EXERCISE INSTRUCTIONS: Copy the data below word for word, from the line containing "Reading the photograph above, identify the electric" through the last line of the data, including both ends.

— start of LISTING —

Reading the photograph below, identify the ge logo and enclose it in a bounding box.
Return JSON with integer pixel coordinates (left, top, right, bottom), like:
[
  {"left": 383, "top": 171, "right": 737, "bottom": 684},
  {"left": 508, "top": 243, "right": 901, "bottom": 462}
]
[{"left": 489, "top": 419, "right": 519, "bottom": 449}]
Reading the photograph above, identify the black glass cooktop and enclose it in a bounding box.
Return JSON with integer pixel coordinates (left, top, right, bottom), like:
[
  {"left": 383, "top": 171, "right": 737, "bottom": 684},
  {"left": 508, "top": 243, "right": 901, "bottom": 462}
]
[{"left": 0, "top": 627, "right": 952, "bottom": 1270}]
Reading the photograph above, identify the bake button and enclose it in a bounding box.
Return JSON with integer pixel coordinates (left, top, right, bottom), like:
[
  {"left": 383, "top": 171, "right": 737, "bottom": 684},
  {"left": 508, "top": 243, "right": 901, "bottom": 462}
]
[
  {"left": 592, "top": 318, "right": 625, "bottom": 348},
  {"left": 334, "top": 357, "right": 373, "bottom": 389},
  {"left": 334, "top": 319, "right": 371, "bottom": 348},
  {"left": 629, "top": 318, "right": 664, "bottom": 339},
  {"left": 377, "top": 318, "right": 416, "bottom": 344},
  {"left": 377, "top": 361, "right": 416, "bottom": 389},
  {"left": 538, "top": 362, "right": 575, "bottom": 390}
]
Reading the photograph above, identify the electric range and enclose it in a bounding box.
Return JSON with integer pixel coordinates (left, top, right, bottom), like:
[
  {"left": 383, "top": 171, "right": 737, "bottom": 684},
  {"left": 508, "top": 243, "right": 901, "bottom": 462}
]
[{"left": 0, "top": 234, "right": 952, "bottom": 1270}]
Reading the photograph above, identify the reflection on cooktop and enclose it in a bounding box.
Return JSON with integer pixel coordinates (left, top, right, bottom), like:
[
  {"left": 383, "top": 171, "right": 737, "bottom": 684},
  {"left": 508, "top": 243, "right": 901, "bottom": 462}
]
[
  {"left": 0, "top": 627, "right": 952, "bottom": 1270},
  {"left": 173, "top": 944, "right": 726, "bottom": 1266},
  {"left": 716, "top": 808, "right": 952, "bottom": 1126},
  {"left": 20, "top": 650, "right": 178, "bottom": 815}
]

— end of LISTING —

ANSWER TO THE EXERCISE:
Reading the photograph above, identify the electric range and enclose it in a bounding box.
Return JSON with integer pixel coordinates (left, top, right, bottom), like:
[
  {"left": 383, "top": 171, "right": 737, "bottom": 684},
  {"left": 508, "top": 243, "right": 901, "bottom": 462}
]
[{"left": 0, "top": 234, "right": 952, "bottom": 1270}]
Reading the photograph above, identify the reflection on cooktop and enclose it in a bounding box.
Return JSON with integer pixel coordinates (left, top, right, bottom), like:
[
  {"left": 383, "top": 171, "right": 737, "bottom": 684},
  {"left": 508, "top": 243, "right": 901, "bottom": 462}
]
[
  {"left": 0, "top": 627, "right": 952, "bottom": 1270},
  {"left": 173, "top": 944, "right": 726, "bottom": 1266},
  {"left": 716, "top": 808, "right": 952, "bottom": 1126},
  {"left": 20, "top": 650, "right": 178, "bottom": 815}
]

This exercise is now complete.